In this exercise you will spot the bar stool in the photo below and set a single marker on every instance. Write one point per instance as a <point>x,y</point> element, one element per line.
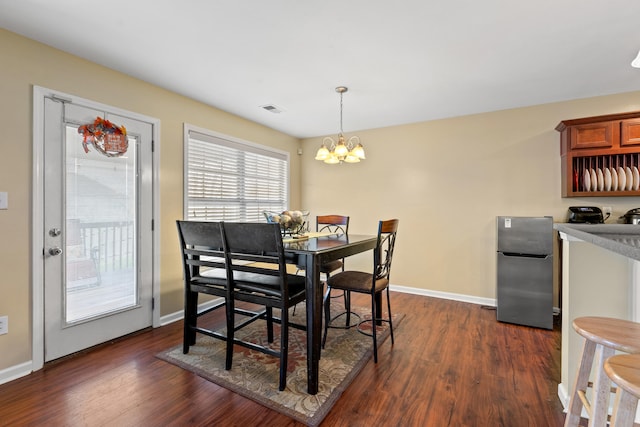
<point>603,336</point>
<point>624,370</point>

● ● ● ●

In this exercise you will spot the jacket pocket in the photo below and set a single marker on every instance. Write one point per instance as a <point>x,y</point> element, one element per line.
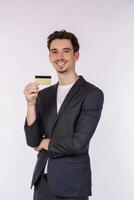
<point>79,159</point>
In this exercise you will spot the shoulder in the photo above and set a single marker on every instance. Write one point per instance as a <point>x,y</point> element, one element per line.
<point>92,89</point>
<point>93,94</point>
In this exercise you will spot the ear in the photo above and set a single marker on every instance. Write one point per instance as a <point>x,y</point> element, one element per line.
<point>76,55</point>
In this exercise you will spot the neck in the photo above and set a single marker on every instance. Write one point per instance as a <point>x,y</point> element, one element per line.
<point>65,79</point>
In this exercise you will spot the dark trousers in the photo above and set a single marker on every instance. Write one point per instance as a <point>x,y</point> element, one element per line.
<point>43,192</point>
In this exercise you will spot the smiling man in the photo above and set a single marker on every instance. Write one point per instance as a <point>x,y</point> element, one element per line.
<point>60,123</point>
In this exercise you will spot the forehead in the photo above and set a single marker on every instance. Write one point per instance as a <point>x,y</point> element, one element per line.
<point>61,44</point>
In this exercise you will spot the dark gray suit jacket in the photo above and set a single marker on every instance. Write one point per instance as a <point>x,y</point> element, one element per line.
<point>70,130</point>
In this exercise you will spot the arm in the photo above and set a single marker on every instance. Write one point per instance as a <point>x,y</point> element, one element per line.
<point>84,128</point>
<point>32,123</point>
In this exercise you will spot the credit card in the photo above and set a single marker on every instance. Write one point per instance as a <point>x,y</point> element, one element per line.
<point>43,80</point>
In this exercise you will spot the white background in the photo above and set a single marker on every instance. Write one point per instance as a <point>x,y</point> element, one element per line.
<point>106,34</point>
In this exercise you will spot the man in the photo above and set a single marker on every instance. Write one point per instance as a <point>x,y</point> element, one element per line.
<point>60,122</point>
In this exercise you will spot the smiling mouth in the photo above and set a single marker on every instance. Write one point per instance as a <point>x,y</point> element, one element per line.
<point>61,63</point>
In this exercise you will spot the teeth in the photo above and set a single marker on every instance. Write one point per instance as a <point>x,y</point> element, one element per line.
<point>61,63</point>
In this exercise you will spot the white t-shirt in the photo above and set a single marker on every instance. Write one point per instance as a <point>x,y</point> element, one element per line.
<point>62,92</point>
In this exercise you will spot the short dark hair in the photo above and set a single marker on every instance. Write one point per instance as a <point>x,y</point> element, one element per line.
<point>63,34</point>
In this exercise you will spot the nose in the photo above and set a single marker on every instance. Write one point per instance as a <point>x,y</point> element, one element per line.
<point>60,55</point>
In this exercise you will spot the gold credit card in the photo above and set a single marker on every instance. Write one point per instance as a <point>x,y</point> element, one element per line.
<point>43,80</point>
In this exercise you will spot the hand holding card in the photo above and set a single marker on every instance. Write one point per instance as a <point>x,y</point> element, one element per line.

● ● ● ●

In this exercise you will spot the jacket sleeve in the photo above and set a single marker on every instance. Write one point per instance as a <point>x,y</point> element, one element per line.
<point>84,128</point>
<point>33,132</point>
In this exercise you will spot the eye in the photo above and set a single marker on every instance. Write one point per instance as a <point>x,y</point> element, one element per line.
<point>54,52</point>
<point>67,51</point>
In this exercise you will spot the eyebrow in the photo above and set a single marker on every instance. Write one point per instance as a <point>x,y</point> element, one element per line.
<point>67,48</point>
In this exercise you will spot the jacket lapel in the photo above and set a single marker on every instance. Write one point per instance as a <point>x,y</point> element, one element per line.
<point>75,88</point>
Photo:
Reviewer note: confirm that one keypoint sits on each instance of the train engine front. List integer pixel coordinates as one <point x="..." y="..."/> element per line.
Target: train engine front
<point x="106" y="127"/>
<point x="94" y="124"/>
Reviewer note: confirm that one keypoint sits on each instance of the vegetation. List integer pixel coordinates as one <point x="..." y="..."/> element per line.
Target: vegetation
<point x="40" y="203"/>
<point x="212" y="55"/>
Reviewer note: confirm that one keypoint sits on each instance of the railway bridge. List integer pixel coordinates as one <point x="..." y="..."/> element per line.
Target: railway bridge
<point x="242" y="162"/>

● ● ● ●

## YOUR GOAL:
Please show all lines from the entries that contain the word "integer".

## EXERCISE SOLUTION:
Reviewer note: confirm that one keypoint sits on each instance of the train engine front. List integer pixel coordinates as one <point x="..." y="..."/> element per line.
Reviewer note: confirm that one keypoint sits on each instance of the vegetation. List integer pixel coordinates as one <point x="..." y="..."/> element per line.
Reviewer note: confirm that one keypoint sits on each instance of the railway bridge. List integer pixel coordinates as one <point x="..." y="..."/> element per line.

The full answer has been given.